> [STUDY TEXT]:
□ □ □ □ □

The home-visiting program, meanwhile, started up more than five years ago, and recently, Crain has overseen a massive expansion. The program helps facilitate at least two teacher visits a year to help lay the groundwork for a successful academic year. It’s voluntary for teachers, and they are reimbursed for their time. Last year, more than 350 teachers elected to participate.
“Teachers ... say they see a tremendous difference” from the visits, says Elaine Lancaster, the executive director of the Washoe Education Association, an affiliate of the National Education Association.
Teachers appreciate professional development from Crain and her team on how best to approach the visits, she adds. “She’s just been so enthusiastic and so determined.”
And Crain has ensured that the district sticks to the model devised by the Parent Teacher Home Visit Project, based in Sacramento, Calif., says Carrie Rose, the organization’s executive director. For example, the initial visit, typically done in the fall, must focus on relationship-building, not district business.
Crain makes sure teachers do not bring along student-achievement data, behavior data, or requests for parents to fill out bureaucratic forms related to matters such as vaccinations that could intimidate or put off some parents.
Academics and goals for the future can be discussed in the follow-up visit, which usually happens in the spring.
Washoe’s home-visiting program may be associated with gains in reading scores in pupils in kindergarten through 2nd grade, although further study is needed, an examination by the Center for Program Evaluation at the University of Nevada, Reno, concluded.
More recently, under Crain’s leadership, Washoe began experimenting with a new twist on parent-teacher conferences: allowing parents to see how their child’s academic data stack up against peers’.
The concept, Academic Parent Teacher Teams, was borrowed from Phoenix and implemented for the past two years with the help of WestEd, a research and development organization. Parents are given a peek at data for the entire class and are told privately which graph represents their child. All the families talk about broad implications. And at the end of the conference, parents set a goal for their child’s progress. For instance, if a 1st grader has only mastered about 10 of her class’s 30 sight words, her parents could decide to help her double that number in the next couple of months, often through an at-home activity suggested by the teacher.
Strong Advocate
It wasn’t easy getting the program off the ground. At first, Washoe left out some key factors, including goal-setting and an icebreaker to help parents get comfortable, such as a quick game in which they swap information about their children, Crain says.
For some parents, 'it’s hard to know what questions to ask. How do you, in a respectful way, advocate for your children?...'
Partnering with WestEd helped the district improve its practice last year. Crain hopes to expand the program beyond the handful of schools using it now.
She has also helped the district integrate parent engagement into its accountability framework. And, with the help of parents, she and her team organize “family-friendly walk-throughs,” sending volunteers to schools to serve as so-called “secret shoppers,” to get a sense of what the schools are like to visit for new families.
It’s hard to get Crain to talk about her own role in these projects—she’s much more willing to give credit to someone else on her team. But Crain is the kind of leader who brings out the best in those she supervises, says Fernandez.
She sets clear expectations and goals, but works in a collaborative way to bring programs to fruition. And she advocates with the district to make sure that family outreach is always a part of the conversation as new programs and goals arise, Fernandez says.
“It’s a calling for her, for sure,” Fernandez says.

□ □ □ □ □

> [BRIEF 1]:
Answer these questions about the article on Crain's family-engagement work.
(a) How many teachers took part in the home visits last year?
(b) In which city is the Parent Teacher Home Visit Project based?
(c) From where was the Academic Parent Teacher Teams concept borrowed?
> [BRIEF 2]: Copy the article on Crain's family-engagement work from "Academics and goals" up to and including "Nevada, Reno, concluded.", putting "winter" in place of "spring".

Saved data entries
□ □ □ □ □

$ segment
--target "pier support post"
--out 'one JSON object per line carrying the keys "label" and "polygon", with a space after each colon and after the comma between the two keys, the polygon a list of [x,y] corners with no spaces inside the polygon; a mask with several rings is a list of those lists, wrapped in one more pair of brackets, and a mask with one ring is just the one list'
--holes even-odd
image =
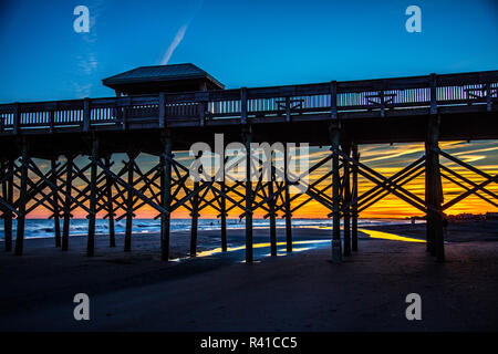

□ □ □ □ □

> [ANSWER SECTION 1]:
(a) More than 350 teachers.
(b) Sacramento, Calif.
(c) Phoenix.

> [ANSWER SECTION 2]:
Academics and goals for the future can be discussed in the follow-up visit, which usually happens in the winter.
Washoe’s home-visiting program may be associated with gains in reading scores in pupils in kindergarten through 2nd grade, although further study is needed, an examination by the Center for Program Evaluation at the University of Nevada, Reno, concluded.